課題文:
医療情報の利活用の必要性が叫ばれていますが、その際に必ず問題になるのが、十分なセキュリティが確立されているかどうかです。
医療機関の情報については、センシティブな情報が多く、情報セキュリティ体制が利必要不可欠となっています。
このような情報セキュリティに対するルールについては、行政などからも、指針などが公表されており、事業者としても、これを遵守することが必要になってきています。そこで、今回は、医療情報とセキュリティについて、解説していきます。
行政からは、各種ガイドラインの策定されています。
厚生労働省「医療情報システムの安全管理に関するガイドライン 第5版」
総務省「クラウドサービス事業者が医療情報を取り扱う際の安全管理に関するガイドライン(第1版)」
経済産業省「医療情報を受託管理する情報処理事業者における安全管理ガイドライン」
これは「3省3ガイドライン」と呼ばれており、医療情報のセキュリティ対策では、必ず参照する必要があります。
「3省3ガイドライン」は、情報セキュリティ体制と、保存義務の例外要件(電子保存と外部保存)について規律しています。
個人情報保護法20条では、次のように規定しています。
「個人情報取扱事業者は、その取り扱う個人データの漏えい、滅失又はき損の防止その他の個人データの安全管理のために必要かつ適切な措置を講じなければならない」
また、厚生労働省「医療情報システムの安全管理に関するガイドライン 第5版」は、安全管理措置について、規定しています。
具体的には、安全管理措置を、①組織的安全管理対策、②物理的安全対策、③技術的安全対策、④人的安全対策の四つの項目に分類し、それ以外にも、いくつかの項目について論じています。
上記ガイドラインでは、以下のように規定されています。
医療機器の中には、実態はネットに接続されたコンピュータであり、情報セキュリティ体制の対象とする必要が高いものがある。
総務省「クラウドサービス事業者が医療情報を取り扱う際の安全管理に関するガイドライン(第1版)」で記載されています。
医療情報システムにクラウドサービスを用いる場合、クラウドサービス事業者の提供するサービスレベルが提供コストに大きく左右されます。
サービスレベルは安全管理対策に直接影響するので、医療機関等とクラウドサービス事業者との間でサービスレベルに関する合意を形成する必要があります。
クラウドサービス事業者は、上記総務省「クラウドサービス事業者が医療情報を取り扱う際の安全管理に関するガイドライン(第1版)」で示される対策および対応内容を遵守したうえでサービスを提供することが求められ、SLAの内容もこれらのガイドラインの要求事項を満たすものでなければならないのです。
また、データの保存場所については、「医療機関等が所管官庁に対して法令に基づき提出する資料を円滑に提出できるよう、サービスの提供に用いるアプリケーション、プラットフォーム、サーバ・ストレージ等は国内法の執行が及ぶ場所に設置する」として、日本国内にサーバ等が設置されることが要求されています。
診療録等の医療情報については、記録媒体については、条文上「診療録に記載」とあるのみであって、明確に書面に限定する文言上の制約はなかったのですが、保存義務を電子化するe–文書法が制定される際に、診療録等の医療情報もe–文書法の対象と整理されました。

テキストと領域の対応付けデータ:
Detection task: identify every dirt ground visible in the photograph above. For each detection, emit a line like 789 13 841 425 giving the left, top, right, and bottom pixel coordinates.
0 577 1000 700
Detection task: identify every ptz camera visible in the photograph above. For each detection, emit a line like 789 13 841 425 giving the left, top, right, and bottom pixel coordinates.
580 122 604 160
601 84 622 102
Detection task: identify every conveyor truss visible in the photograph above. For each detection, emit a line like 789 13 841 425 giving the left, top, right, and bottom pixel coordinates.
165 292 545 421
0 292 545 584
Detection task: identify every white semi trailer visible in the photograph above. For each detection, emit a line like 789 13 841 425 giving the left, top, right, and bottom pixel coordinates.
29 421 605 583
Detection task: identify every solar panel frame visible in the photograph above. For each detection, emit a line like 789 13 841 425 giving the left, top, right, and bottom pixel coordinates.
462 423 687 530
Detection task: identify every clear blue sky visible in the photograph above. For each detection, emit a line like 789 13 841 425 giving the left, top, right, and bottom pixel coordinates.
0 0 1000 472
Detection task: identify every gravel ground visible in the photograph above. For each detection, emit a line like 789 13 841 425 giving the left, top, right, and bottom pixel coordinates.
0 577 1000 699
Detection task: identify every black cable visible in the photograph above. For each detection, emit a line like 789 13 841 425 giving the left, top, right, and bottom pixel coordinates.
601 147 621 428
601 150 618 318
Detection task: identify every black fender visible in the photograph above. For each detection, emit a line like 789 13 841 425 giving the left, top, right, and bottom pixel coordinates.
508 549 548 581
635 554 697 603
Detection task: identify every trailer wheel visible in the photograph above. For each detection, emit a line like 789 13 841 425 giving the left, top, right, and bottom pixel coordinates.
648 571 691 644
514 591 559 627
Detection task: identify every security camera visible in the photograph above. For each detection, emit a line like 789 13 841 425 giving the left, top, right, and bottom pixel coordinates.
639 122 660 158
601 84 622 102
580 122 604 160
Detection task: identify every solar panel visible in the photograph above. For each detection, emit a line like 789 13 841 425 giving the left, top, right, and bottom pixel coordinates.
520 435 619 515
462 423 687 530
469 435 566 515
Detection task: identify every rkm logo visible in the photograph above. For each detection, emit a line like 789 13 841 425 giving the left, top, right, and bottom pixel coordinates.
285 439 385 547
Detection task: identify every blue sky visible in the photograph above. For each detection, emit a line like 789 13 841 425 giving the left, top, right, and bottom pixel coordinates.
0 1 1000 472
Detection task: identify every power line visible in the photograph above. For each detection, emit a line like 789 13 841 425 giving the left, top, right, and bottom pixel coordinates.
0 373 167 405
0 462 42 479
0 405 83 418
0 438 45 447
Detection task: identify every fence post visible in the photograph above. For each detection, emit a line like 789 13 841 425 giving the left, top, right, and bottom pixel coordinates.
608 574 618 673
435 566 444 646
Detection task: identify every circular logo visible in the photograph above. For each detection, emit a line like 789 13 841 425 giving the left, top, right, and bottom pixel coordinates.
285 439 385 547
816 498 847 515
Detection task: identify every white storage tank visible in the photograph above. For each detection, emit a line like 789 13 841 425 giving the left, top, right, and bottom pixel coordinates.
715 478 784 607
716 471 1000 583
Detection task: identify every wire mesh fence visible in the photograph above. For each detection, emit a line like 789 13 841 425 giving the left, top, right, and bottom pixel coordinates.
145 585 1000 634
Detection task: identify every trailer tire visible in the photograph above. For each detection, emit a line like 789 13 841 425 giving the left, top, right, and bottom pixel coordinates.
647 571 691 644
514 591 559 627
---
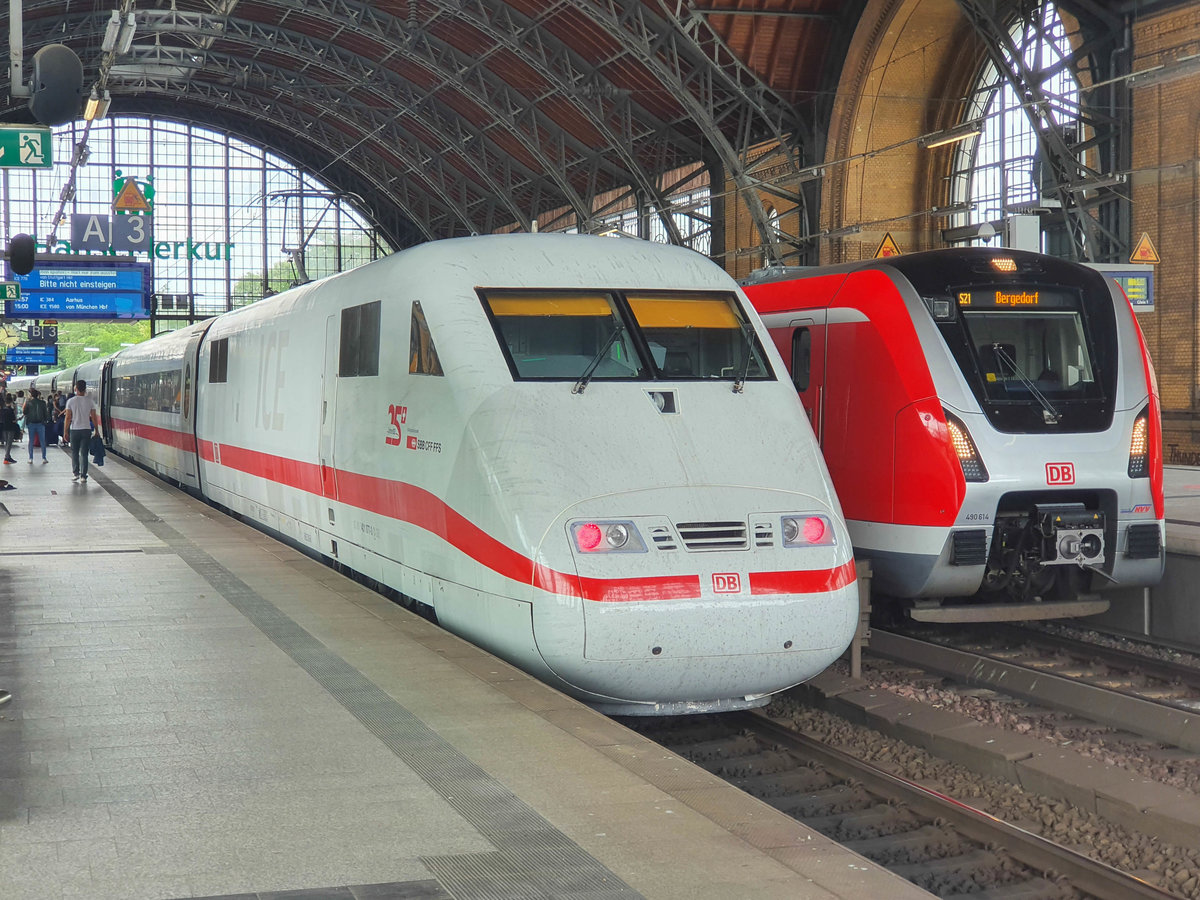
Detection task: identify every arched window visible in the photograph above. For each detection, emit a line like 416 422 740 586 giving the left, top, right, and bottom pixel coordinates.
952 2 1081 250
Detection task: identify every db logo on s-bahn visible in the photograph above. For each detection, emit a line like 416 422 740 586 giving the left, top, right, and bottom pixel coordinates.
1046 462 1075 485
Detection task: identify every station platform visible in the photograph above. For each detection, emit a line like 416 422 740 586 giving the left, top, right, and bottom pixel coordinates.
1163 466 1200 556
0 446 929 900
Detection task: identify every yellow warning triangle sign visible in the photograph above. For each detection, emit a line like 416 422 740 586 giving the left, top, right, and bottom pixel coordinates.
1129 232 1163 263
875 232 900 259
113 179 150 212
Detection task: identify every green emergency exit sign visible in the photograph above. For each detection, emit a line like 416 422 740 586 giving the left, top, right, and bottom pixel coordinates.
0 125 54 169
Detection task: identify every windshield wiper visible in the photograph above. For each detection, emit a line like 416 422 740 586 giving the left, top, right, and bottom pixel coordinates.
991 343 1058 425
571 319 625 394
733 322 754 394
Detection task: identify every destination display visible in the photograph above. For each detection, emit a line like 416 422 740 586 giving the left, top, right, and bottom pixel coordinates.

課題の目的:
次の(a)〜(c)が課題文の内容と合っているかをそれぞれ「はい」か「いいえ」で答え、判断の決め手となる語句を課題文から引用せよ。
(a) 「3省3ガイドライン」は、情報セキュリティ体制と保存義務の例外要件について規律している。
(b) 厚生労働省のガイドラインは、安全管理措置を三つの項目に分類している。
(c) クラウドサービスに用いるサーバ等は、国外に設置してもよいとされている。

演習の解答:
(a) はい。「「3省3ガイドライン」は、情報セキュリティ体制と、保存義務の例外要件(電子保存と外部保存)について規律しています」
(b) いいえ。「①組織的安全管理対策、②物理的安全対策、③技術的安全対策、④人的安全対策の四つの項目に分類し」
(c) いいえ。「日本国内にサーバ等が設置されることが要求されています」